> _Supplied entries_
☆ ☆ ☆ ☆ ☆ ☆ ☆
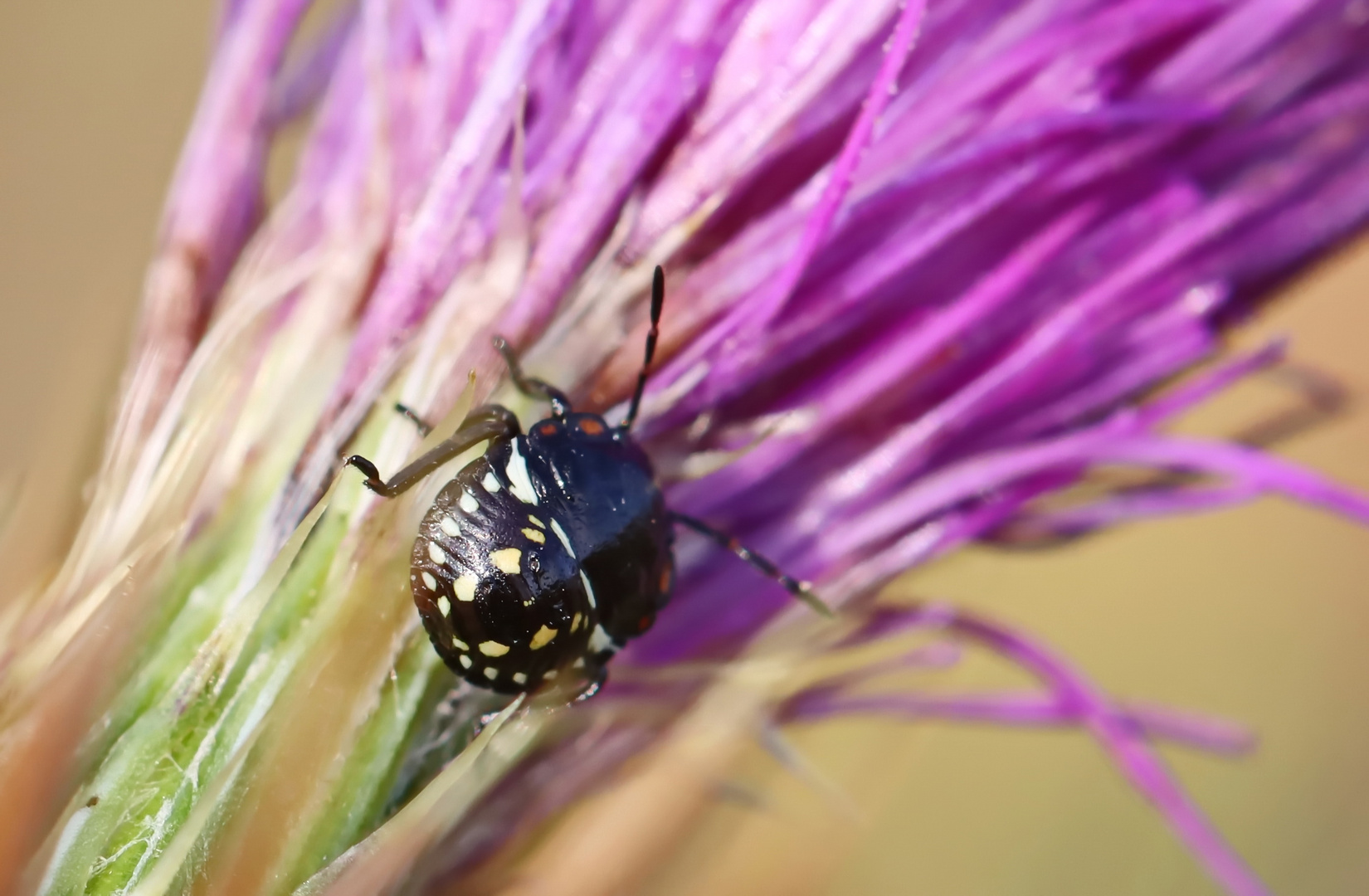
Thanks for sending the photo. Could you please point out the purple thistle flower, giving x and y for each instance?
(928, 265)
☆ ☆ ☆ ☆ ☆ ☆ ☆
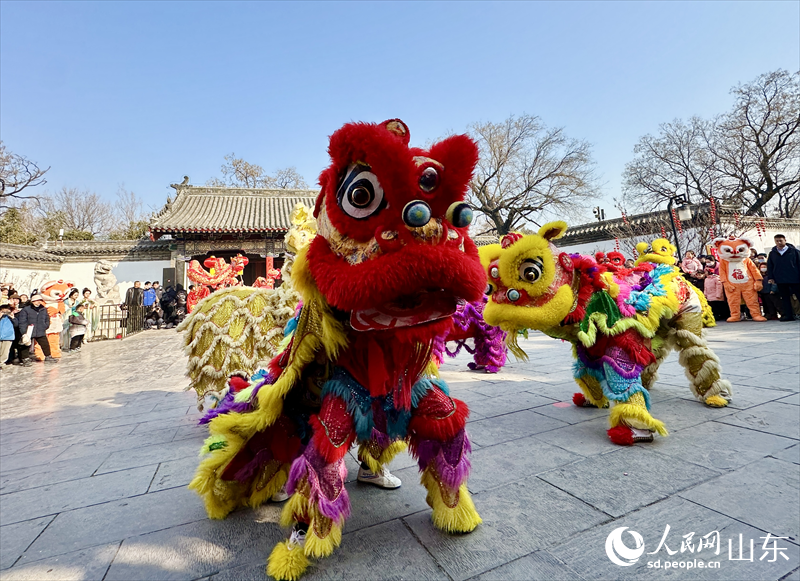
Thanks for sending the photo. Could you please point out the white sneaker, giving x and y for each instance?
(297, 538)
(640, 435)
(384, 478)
☆ ☆ ☆ ☆ ☆ ☆ ☆
> _Problem requirements_
Pull out each line of the entries above that contains the string "Thanks", and copy those lines unchanged. Case matters.

> _Task result_
Thanks for sending the photo. Could you please point out the purple thistle flower, giving x and y for each instance?
Thanks for sending the photo. Could you please point out the white sneaker, giving x and y for each instance?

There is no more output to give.